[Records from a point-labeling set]
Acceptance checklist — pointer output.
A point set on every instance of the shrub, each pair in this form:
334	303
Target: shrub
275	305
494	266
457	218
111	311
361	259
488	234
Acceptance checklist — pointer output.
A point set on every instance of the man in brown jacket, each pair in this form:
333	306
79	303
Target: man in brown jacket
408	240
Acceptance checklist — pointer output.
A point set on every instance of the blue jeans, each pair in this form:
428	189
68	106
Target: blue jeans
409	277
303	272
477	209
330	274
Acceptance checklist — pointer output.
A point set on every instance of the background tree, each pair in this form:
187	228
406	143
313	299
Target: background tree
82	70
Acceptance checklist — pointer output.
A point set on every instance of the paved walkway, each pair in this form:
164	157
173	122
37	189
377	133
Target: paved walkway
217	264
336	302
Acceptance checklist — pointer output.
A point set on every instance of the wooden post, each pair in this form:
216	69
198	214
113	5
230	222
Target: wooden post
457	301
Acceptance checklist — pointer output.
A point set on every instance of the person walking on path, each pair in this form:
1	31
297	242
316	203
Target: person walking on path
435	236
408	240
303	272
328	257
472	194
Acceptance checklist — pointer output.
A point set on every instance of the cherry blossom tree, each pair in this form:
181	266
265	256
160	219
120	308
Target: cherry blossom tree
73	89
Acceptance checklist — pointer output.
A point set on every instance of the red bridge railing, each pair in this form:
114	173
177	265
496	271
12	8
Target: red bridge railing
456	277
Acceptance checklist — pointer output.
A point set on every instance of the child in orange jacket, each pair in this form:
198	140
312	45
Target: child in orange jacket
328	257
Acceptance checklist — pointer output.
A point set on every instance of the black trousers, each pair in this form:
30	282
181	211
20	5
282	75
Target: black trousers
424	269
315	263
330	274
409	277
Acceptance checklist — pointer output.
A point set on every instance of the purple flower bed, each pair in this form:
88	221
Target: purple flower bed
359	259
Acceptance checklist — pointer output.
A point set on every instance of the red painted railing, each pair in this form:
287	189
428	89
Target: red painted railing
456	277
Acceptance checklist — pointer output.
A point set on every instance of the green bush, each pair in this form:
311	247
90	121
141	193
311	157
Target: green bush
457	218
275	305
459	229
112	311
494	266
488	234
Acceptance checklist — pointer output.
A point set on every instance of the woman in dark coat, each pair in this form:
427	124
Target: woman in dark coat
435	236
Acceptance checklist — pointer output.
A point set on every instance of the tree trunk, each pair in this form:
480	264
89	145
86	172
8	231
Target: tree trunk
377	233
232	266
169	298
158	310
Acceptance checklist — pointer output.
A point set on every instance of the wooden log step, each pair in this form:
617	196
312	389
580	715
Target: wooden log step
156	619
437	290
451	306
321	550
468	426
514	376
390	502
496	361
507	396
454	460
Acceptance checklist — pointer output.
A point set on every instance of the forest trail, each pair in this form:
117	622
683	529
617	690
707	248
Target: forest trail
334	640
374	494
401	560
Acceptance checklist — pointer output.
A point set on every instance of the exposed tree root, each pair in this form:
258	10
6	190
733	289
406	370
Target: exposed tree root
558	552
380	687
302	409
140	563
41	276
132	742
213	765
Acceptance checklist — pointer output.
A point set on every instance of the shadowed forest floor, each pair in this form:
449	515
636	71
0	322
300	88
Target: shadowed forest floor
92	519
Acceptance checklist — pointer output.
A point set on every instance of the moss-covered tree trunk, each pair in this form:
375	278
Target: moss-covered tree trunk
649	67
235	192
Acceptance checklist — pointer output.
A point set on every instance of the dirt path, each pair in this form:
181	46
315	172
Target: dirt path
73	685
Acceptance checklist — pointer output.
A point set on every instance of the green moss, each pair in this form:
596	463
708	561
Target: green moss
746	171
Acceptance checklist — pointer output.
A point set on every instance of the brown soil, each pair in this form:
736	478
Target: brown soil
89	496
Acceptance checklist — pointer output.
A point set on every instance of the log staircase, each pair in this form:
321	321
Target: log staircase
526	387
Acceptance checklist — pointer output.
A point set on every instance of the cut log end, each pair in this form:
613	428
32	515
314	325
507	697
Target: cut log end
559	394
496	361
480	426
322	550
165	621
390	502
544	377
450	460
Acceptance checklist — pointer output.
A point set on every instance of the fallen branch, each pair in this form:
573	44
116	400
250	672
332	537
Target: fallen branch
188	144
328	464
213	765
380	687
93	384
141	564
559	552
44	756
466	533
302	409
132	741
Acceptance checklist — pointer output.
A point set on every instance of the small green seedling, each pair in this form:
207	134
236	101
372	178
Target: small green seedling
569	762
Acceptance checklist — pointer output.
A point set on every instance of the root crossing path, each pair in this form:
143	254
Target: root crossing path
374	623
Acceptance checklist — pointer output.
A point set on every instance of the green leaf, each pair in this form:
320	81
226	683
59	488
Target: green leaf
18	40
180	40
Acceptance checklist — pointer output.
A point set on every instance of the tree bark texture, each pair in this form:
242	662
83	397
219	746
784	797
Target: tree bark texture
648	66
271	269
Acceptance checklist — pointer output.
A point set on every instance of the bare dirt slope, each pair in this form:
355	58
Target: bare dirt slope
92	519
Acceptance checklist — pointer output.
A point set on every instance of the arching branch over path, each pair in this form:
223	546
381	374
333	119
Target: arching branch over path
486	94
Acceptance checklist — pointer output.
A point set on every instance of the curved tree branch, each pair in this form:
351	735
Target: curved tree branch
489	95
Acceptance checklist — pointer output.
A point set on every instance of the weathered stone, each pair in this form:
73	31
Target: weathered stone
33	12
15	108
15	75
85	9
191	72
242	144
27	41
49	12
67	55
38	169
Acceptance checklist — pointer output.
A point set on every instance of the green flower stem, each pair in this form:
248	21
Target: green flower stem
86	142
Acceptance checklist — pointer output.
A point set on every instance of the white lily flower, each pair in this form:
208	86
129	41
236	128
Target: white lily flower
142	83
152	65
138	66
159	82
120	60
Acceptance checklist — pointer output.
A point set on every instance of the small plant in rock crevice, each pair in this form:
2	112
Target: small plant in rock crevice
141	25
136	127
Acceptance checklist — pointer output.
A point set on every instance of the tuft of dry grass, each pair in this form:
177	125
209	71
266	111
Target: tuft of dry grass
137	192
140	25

...

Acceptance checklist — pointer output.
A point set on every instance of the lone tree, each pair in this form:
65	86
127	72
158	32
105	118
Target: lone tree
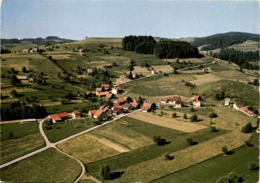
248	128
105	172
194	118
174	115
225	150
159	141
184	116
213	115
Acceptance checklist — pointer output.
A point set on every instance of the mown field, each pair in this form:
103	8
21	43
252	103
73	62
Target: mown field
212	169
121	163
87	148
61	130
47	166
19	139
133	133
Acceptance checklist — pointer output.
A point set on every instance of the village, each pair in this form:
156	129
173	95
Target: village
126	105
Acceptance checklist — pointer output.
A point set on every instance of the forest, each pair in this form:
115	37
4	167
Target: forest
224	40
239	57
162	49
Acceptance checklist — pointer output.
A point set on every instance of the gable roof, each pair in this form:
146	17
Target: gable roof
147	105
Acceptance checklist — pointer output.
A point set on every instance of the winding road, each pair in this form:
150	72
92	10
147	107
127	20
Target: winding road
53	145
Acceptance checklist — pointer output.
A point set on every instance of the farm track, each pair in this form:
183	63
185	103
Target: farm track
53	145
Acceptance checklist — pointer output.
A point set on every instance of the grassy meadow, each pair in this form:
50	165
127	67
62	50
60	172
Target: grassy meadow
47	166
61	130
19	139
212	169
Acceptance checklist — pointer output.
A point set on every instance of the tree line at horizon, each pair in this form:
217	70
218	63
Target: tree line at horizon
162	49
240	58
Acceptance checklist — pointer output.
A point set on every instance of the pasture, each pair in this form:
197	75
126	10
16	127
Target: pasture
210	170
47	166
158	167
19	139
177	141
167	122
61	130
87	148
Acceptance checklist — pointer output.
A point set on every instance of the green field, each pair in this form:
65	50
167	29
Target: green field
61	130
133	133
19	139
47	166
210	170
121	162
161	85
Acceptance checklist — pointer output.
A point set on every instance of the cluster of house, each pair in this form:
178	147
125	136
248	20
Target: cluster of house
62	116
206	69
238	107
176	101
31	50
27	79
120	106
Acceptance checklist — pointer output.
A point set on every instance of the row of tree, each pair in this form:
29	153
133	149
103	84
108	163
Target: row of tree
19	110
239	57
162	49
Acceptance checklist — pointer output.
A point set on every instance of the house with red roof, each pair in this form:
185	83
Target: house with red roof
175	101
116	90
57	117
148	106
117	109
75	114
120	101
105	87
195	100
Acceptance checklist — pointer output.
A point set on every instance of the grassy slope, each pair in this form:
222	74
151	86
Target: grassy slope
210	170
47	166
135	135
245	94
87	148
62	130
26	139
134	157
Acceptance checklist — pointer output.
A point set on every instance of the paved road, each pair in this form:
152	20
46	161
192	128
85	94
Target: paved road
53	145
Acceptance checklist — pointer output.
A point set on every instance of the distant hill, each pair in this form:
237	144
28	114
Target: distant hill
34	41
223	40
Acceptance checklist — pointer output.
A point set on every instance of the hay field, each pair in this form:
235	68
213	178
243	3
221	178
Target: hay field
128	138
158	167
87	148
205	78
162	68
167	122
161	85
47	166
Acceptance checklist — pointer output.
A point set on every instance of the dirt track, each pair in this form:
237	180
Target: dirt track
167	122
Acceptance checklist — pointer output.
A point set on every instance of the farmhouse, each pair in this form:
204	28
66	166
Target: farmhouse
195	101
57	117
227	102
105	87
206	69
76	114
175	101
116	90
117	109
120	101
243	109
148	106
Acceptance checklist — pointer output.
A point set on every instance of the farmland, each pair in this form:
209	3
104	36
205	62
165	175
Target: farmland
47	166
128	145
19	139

_Written instruction_
Count the lines of the material above that contain the string "weathered", and give only the number.

_Output of the exercise_
2